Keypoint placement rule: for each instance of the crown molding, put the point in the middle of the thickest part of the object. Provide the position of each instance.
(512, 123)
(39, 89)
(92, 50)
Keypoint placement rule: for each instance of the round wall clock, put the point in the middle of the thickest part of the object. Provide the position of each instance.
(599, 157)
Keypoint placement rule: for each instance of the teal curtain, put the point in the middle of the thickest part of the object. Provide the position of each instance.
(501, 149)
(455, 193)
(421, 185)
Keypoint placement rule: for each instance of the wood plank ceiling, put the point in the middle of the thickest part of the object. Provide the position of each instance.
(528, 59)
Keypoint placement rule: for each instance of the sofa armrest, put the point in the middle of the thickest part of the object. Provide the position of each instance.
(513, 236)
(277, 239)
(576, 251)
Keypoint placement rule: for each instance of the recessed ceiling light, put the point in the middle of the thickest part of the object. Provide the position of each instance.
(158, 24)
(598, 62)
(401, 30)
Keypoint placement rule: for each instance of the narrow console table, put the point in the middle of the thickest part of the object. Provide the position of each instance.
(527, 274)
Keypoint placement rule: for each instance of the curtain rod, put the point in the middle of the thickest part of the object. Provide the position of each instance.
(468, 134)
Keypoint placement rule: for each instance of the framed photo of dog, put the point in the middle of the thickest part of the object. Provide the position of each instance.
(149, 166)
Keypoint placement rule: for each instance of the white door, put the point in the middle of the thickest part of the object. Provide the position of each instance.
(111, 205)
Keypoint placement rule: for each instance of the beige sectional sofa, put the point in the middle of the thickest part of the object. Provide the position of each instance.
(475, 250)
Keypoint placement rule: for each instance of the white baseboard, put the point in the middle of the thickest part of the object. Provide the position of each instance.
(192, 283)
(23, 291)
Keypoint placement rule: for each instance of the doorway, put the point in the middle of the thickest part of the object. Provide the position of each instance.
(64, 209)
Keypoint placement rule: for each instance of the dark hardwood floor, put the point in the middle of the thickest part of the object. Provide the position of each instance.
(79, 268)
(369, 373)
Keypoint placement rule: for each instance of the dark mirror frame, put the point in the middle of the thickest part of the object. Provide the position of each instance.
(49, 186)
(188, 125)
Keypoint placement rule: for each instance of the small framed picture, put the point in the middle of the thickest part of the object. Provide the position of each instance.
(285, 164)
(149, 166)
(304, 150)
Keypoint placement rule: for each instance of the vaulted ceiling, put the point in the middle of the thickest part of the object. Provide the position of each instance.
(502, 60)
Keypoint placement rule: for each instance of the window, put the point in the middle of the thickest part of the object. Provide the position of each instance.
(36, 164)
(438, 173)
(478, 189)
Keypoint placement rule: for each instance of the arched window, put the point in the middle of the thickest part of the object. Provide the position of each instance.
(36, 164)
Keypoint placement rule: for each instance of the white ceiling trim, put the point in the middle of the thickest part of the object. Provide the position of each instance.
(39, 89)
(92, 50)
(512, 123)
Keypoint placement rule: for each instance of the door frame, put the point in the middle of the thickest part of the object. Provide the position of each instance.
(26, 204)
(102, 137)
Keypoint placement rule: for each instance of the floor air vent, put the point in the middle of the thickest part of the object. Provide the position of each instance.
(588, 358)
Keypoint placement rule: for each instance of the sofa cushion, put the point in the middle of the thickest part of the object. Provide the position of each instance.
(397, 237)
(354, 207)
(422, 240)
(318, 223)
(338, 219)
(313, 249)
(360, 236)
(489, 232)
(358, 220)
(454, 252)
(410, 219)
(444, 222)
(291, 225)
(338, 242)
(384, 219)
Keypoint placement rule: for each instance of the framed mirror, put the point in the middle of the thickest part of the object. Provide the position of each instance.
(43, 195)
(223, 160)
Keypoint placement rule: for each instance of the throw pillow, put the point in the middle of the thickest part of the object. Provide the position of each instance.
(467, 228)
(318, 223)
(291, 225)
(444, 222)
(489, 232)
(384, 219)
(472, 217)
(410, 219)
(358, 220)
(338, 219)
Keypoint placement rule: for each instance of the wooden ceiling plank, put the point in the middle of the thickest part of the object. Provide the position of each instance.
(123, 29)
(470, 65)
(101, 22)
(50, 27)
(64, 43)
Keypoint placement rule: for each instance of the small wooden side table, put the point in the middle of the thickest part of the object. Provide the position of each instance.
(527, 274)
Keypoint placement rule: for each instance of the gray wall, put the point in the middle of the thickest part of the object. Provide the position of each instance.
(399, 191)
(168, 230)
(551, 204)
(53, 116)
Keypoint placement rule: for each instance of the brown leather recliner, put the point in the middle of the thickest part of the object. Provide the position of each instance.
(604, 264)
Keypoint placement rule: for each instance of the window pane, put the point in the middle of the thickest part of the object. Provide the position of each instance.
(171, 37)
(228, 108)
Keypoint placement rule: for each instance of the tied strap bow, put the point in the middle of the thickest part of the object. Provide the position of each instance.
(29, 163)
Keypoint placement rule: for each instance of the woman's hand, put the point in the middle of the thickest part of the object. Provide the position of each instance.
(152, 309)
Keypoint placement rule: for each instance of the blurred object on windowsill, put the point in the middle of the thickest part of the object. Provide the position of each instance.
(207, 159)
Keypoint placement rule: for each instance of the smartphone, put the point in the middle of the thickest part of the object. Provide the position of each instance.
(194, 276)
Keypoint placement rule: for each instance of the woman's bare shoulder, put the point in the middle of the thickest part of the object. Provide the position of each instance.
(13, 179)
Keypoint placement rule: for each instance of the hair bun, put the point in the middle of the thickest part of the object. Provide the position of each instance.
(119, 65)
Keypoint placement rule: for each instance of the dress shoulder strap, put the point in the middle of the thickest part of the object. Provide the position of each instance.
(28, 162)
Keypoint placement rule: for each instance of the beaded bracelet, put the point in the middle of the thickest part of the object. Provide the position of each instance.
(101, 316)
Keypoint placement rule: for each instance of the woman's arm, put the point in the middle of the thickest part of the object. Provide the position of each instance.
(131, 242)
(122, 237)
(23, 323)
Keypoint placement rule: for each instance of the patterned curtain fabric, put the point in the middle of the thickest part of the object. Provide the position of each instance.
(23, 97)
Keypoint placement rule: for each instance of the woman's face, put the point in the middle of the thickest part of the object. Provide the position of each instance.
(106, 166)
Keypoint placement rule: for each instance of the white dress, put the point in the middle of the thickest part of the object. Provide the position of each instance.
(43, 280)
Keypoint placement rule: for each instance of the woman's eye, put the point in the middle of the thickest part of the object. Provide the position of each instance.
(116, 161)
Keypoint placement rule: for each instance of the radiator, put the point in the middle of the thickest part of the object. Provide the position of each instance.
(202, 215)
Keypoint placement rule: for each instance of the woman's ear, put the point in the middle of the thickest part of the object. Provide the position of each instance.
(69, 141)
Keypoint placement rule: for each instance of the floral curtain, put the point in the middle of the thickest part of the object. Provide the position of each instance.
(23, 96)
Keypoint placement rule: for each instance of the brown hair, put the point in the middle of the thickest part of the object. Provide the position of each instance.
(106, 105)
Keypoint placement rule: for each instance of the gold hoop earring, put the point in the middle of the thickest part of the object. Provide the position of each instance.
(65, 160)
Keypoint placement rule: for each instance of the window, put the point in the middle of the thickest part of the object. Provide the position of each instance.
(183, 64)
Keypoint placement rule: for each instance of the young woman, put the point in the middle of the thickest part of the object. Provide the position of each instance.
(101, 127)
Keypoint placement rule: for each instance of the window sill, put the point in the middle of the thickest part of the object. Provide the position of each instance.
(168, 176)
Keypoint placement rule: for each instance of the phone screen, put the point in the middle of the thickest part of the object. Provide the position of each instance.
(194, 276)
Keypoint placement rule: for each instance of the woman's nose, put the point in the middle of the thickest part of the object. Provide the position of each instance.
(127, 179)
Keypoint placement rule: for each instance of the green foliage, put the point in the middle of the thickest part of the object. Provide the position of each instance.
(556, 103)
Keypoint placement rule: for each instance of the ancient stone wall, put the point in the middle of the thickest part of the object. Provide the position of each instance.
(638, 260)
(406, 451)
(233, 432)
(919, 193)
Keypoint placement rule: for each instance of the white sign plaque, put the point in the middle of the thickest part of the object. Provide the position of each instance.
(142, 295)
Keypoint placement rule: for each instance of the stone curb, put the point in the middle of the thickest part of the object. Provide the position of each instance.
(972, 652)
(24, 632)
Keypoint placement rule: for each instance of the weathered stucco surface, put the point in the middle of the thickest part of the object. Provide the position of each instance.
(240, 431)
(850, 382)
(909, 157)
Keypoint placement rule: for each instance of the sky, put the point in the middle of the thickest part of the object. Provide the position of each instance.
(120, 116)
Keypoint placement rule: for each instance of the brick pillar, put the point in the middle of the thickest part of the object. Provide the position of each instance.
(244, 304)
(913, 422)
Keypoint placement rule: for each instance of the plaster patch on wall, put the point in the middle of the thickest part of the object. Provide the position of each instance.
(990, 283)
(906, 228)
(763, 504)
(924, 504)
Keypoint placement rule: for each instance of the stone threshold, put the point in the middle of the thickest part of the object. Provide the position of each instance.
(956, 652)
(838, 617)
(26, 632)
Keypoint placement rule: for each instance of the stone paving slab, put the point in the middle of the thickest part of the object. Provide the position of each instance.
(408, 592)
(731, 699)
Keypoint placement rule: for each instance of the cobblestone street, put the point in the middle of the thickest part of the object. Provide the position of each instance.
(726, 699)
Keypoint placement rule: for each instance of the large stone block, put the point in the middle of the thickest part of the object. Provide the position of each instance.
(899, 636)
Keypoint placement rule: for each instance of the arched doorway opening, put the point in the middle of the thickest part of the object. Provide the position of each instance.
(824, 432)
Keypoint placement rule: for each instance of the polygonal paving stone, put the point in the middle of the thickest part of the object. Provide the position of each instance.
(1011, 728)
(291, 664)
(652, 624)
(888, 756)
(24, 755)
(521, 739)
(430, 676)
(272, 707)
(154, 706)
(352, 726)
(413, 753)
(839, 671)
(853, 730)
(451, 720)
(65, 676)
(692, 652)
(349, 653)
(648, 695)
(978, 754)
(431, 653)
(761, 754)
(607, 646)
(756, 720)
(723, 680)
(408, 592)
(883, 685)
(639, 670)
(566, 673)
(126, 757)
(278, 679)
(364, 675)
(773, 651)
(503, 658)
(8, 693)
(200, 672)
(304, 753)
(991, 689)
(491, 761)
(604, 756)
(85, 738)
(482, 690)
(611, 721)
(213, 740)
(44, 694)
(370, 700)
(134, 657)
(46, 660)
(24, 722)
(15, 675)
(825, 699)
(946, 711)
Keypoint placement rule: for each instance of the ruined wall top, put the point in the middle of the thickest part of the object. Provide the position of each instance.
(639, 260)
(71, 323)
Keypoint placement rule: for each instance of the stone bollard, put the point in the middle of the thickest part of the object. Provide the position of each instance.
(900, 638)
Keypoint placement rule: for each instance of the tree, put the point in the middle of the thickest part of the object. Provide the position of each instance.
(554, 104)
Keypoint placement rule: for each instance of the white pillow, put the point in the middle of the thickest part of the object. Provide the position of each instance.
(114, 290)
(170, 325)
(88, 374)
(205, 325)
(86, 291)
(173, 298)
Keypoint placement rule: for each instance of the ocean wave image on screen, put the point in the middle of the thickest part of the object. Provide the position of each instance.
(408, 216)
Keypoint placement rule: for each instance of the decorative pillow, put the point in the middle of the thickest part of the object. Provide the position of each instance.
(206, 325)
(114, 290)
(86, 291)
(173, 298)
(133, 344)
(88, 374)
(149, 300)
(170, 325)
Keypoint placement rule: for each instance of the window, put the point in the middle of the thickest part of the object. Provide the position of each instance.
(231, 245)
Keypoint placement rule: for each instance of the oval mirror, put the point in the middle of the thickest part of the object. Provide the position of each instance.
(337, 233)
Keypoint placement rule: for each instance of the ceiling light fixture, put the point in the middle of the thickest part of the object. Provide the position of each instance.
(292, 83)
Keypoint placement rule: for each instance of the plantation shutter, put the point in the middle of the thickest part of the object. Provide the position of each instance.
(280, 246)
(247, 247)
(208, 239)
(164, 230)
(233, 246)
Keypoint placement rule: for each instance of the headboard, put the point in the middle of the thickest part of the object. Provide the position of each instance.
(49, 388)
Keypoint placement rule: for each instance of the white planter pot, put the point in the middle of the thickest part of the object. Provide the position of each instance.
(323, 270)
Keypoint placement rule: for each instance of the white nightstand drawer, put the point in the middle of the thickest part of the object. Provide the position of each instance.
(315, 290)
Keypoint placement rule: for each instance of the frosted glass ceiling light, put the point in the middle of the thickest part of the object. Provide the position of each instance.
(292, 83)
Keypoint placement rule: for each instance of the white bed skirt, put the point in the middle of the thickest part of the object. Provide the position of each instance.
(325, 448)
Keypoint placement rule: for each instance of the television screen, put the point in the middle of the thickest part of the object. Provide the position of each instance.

* * * *

Problem statement: The expected output is the run of lines from the one holding "Keypoint placement rule: for each instance of the frosted" to the last line of the entries above, each reproduced character for character.

Expected output:
Keypoint placement rule: for each instance of the frosted glass ceiling light, put the point in the middle of the thickest part of the object. Provide the position of each instance.
(292, 83)
Keypoint placement rule: for each instance of the white bed skirt, put the point in the middle of the thickest part of the object. Provide the position of each instance.
(325, 448)
Keypoint placement rule: for each instance of the television screen, put the point in the middle of the thickest part of the object. Provide the position of each instance.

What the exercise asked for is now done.